(Collection entries)
>> BEGIN

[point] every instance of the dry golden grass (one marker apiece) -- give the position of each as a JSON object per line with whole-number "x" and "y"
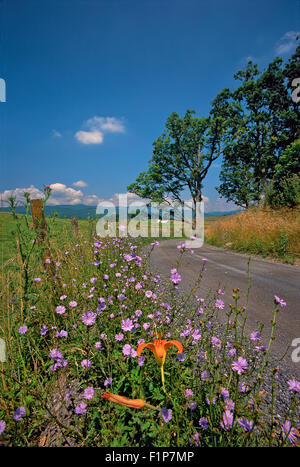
{"x": 259, "y": 231}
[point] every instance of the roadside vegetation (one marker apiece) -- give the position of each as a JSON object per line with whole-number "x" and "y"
{"x": 259, "y": 231}
{"x": 100, "y": 351}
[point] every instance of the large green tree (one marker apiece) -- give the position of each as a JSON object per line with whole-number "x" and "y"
{"x": 264, "y": 123}
{"x": 182, "y": 155}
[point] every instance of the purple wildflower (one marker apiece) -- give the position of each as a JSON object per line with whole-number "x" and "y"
{"x": 86, "y": 363}
{"x": 289, "y": 431}
{"x": 44, "y": 330}
{"x": 255, "y": 336}
{"x": 107, "y": 382}
{"x": 127, "y": 325}
{"x": 244, "y": 423}
{"x": 219, "y": 304}
{"x": 166, "y": 415}
{"x": 203, "y": 422}
{"x": 60, "y": 309}
{"x": 227, "y": 420}
{"x": 240, "y": 365}
{"x": 80, "y": 409}
{"x": 279, "y": 301}
{"x": 2, "y": 426}
{"x": 88, "y": 393}
{"x": 126, "y": 350}
{"x": 19, "y": 413}
{"x": 294, "y": 385}
{"x": 119, "y": 336}
{"x": 89, "y": 318}
{"x": 141, "y": 361}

>> END

> [What you will do]: Print exactly the lines from the one with "[point] every instance of the large" through the end of the data, inclusive.

> [Complete output]:
[point] every instance of the large green tree (one marker apiece) -- give the position of each as a JSON object per line with whole-number "x" and "y"
{"x": 264, "y": 123}
{"x": 182, "y": 155}
[point] every instance of the purple wildflower (one marker apiece) -- give the position of each as a JSON object per line with whole-number "x" and "y"
{"x": 86, "y": 363}
{"x": 289, "y": 431}
{"x": 44, "y": 330}
{"x": 255, "y": 336}
{"x": 107, "y": 382}
{"x": 127, "y": 325}
{"x": 244, "y": 423}
{"x": 219, "y": 304}
{"x": 166, "y": 415}
{"x": 203, "y": 422}
{"x": 60, "y": 309}
{"x": 227, "y": 420}
{"x": 240, "y": 365}
{"x": 80, "y": 409}
{"x": 279, "y": 301}
{"x": 2, "y": 426}
{"x": 88, "y": 393}
{"x": 126, "y": 350}
{"x": 19, "y": 413}
{"x": 294, "y": 385}
{"x": 119, "y": 336}
{"x": 89, "y": 318}
{"x": 141, "y": 361}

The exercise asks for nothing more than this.